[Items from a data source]
********
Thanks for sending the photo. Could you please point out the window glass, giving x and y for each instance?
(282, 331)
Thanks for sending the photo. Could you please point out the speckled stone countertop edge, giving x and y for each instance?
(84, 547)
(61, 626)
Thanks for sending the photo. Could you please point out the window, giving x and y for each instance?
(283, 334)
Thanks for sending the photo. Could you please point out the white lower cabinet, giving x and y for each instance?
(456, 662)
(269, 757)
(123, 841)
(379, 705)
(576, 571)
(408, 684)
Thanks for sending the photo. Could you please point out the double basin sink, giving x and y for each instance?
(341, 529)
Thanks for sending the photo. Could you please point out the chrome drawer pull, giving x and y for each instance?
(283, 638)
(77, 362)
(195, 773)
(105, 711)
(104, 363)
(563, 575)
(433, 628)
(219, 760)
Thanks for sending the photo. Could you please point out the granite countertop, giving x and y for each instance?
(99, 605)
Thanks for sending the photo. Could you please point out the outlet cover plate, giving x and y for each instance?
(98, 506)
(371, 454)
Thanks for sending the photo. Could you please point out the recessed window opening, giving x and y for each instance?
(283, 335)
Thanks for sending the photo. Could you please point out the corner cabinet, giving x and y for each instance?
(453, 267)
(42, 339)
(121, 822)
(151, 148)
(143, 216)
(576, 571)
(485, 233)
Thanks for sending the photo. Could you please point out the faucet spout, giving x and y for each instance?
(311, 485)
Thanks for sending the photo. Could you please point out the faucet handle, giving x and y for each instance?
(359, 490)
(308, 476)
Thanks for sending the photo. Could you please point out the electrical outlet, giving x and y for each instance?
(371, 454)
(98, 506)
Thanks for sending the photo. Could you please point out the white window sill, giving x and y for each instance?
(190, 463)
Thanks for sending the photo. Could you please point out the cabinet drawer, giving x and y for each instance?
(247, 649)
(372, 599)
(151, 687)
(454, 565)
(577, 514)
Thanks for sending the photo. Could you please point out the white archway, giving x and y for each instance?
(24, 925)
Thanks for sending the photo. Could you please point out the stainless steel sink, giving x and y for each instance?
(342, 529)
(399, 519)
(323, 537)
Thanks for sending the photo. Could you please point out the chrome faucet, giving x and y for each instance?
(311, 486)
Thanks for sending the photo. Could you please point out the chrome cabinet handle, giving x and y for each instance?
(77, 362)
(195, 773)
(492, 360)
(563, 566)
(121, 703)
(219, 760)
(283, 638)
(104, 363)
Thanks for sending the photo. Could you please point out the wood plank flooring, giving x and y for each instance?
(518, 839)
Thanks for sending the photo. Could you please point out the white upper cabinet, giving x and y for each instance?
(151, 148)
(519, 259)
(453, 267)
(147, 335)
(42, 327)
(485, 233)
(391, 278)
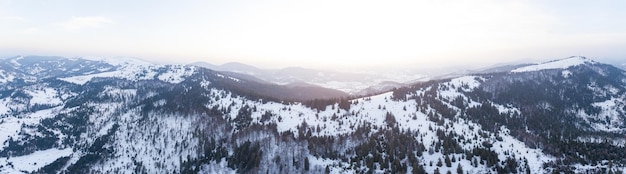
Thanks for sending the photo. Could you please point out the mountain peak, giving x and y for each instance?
(556, 64)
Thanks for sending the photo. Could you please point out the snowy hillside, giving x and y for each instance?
(129, 116)
(557, 64)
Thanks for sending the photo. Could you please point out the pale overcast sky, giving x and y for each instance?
(317, 33)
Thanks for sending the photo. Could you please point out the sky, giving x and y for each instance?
(331, 34)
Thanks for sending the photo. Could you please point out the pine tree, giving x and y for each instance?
(306, 164)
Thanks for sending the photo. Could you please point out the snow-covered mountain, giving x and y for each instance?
(128, 116)
(352, 83)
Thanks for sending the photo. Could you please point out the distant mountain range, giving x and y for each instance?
(351, 83)
(75, 115)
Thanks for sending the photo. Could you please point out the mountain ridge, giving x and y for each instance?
(543, 121)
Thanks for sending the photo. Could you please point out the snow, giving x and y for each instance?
(4, 77)
(176, 74)
(135, 70)
(215, 167)
(558, 64)
(10, 126)
(34, 161)
(45, 96)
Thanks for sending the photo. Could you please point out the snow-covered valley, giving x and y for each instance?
(136, 117)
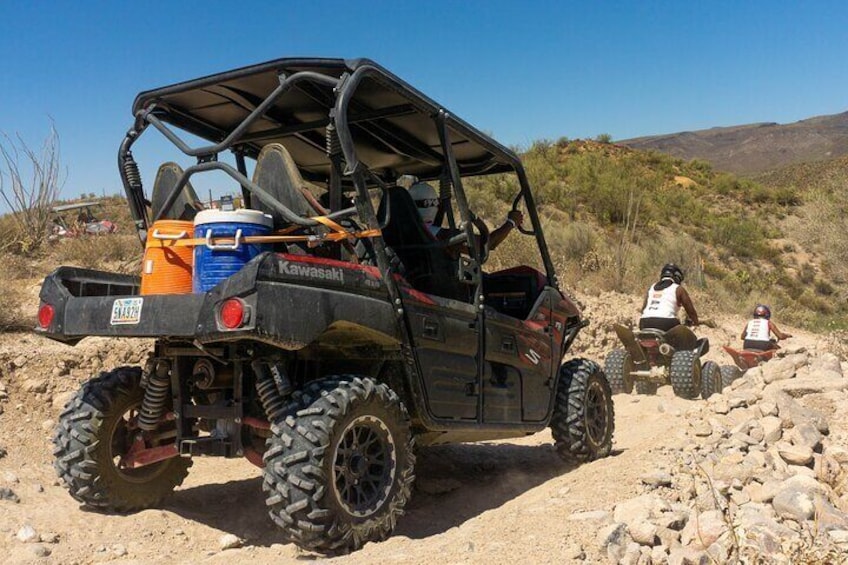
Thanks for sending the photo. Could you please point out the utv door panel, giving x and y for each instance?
(517, 354)
(446, 341)
(501, 394)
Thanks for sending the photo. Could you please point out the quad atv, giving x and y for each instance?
(328, 358)
(651, 358)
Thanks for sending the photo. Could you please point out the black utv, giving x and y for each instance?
(352, 338)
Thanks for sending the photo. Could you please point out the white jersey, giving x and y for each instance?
(661, 303)
(758, 330)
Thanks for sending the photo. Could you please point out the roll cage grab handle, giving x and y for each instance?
(345, 87)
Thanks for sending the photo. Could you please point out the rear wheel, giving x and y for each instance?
(339, 470)
(729, 373)
(643, 387)
(710, 379)
(583, 421)
(96, 431)
(619, 371)
(685, 374)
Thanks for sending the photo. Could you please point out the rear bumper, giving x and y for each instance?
(83, 301)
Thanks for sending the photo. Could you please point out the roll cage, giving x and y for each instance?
(351, 127)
********
→ TASK DESCRIPTION
Repeat all of the records above word for word, leaving out the pictures.

→ SOLVED PROBLEM
Thanks for sending the photo. Could you please point out the window glass, giving x and y for each instance?
(282, 331)
Thanks for sending the photo. Could you please point out the speckled stone countertop edge, giving x and y for each instance?
(84, 547)
(61, 626)
Thanks for sending the photo. Could you please point out the window, giving x and y for each instance?
(283, 334)
Thanks for sending the photo. Could you please point out the white lower cabinet, giving x and y for each instance?
(456, 662)
(269, 757)
(123, 841)
(379, 705)
(576, 571)
(408, 684)
Thanks for sending the photo. Could you please point out the double basin sink, giving x and y for each instance?
(341, 529)
Thanks for sending the photo. Could you please point out the chrome drawer pull, giving x and y for each instance?
(283, 638)
(77, 362)
(195, 773)
(105, 711)
(104, 363)
(563, 575)
(433, 628)
(219, 760)
Thanks for sending the photo. Could you please point out the granite countertop, giving x and y for each instance?
(99, 605)
Thanks for sending the photo. Could you please point out the outlet cover plate, giving x and y for each instance?
(98, 506)
(371, 454)
Thanks for sending the photo. Could you please point out the recessed window opening, giving x and y for each instance?
(283, 335)
Thanks for sending the photo. Could you please point out the corner cabinet, giving x and y for each instance?
(453, 267)
(42, 339)
(121, 822)
(151, 148)
(143, 216)
(576, 571)
(485, 233)
Thanks for sending the photo. Could you please point out the faucet spout, giving x and y for each instance?
(311, 485)
Thanks for sending the photo. Could you please point out the faucet handle, giving x and y for each instance?
(359, 490)
(308, 476)
Thanks for sending the photo. Could you please point out the electrical outlet, giving x and y for each instance?
(371, 454)
(98, 506)
Thanks for sending the photo. Could you please point out the white window sill, giving x and y for each instance?
(190, 463)
Thanks for sending the photo. Could you please point out the cabinet drawer, giving x and y for each instance?
(247, 649)
(372, 599)
(151, 687)
(454, 565)
(577, 514)
Thanks for sending the photo. Could you please point out the white archway, giving x and y for each instance?
(24, 925)
Thanks for sending the photo. Could you please point out the stainless steel sink, giving x and y for each instance?
(342, 529)
(399, 519)
(323, 537)
Thanks for sending the photo. Could you please point out the chrome faucet, giving x and y for each instance?
(311, 486)
Thanks for sending the photo. Could you please point out the chrome cabinet handle, giving x and y for each instance?
(77, 362)
(195, 773)
(492, 360)
(563, 566)
(121, 703)
(219, 760)
(283, 638)
(104, 363)
Thanks for sending the photo. Could you please point out the wood plank flooring, giving x and y for each instance?
(518, 839)
Thanks for sending the photo. Could you please point out the white upper cabinet, giving x and y for each instance?
(151, 148)
(519, 259)
(453, 267)
(147, 335)
(42, 327)
(485, 233)
(391, 278)
Thanks for sending the photo. Could you please point out the mountain peak, giving x and y for each instance?
(556, 64)
Thanks for sending the photo. Could you please point out the snowy hillside, giving x and y for each instance?
(129, 116)
(557, 64)
Thanks for sending the photo. Could you please point out the pale overcast sky, giving x and y for each instance?
(317, 33)
Thanks for sending the photo. Could you please point out the sky, giving x and y for each instance?
(331, 34)
Thanks for sending the photo. Could you please point out the pine tree, giving x and y for each instance?
(306, 164)
Thanks for sending the photo. Could you please point out the snow-covered mountain, giving x and y for each instance?
(128, 116)
(352, 83)
Thanks for sending the photo. Could you please point out the distant mountain range, giving x and y for each instance?
(351, 83)
(75, 115)
Thanks for sending the photo. Could you please point out the mountain ridge, giving x and y for each instance?
(543, 121)
Thanks for sending the photo. Could you please point out the snow, giving x and y for each instance?
(4, 77)
(176, 74)
(135, 70)
(215, 167)
(558, 64)
(10, 126)
(34, 161)
(45, 96)
Thanks for sending the photo. Could you please point out the snow-covered valley, giving x and y for each instance?
(136, 117)
Thanks for sending the photo. Could you please point out the utv door panel, giving x and y for each instance?
(517, 354)
(446, 341)
(501, 394)
Thanks for sending the photo. Could you please point out the quad atv, giving x and y for each instance?
(328, 358)
(651, 358)
Thanks for sending the photo. Could you please point out the black utv, giving x and y for each instance?
(352, 338)
Thanks for sending the photo. Could you please point out the white jersey, giving x and y for each instance?
(661, 303)
(758, 330)
Thanks for sending the photo. Could you please point out the roll cage grab handle, giving x and y for each instance?
(345, 87)
Thanks for sending the photo. Could you please point out the rear wheel, giving x and y for each instance?
(339, 470)
(729, 373)
(643, 387)
(710, 379)
(583, 421)
(96, 431)
(619, 371)
(685, 374)
Thanks for sending the photo. Could you please point out the rear bumper, giving x and y for each instance?
(83, 301)
Thanks for sending the photo. Could you please point out the roll cage, giving x and y for each instance?
(351, 127)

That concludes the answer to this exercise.